### [STORED ROWS]
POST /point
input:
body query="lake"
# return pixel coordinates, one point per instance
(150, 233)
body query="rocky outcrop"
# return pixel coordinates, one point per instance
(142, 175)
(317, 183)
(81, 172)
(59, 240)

### [WRITTEN REQUEST]
Put the listing into a Markdown table with the columns No. and Text, giving each line its own row and skipping any blank lines.

### [WRITTEN ANSWER]
| No. | Text |
|---|---|
| 1 | POST /point |
| 2 | input: |
| 3 | body query="lake" |
| 4 | # return pixel coordinates, one point per instance |
| 5 | (150, 233) |
| 6 | body query="rocky outcrop" |
| 7 | # return pixel coordinates, one point per instance |
| 8 | (142, 175) |
| 9 | (317, 183) |
| 10 | (81, 172) |
| 11 | (59, 240) |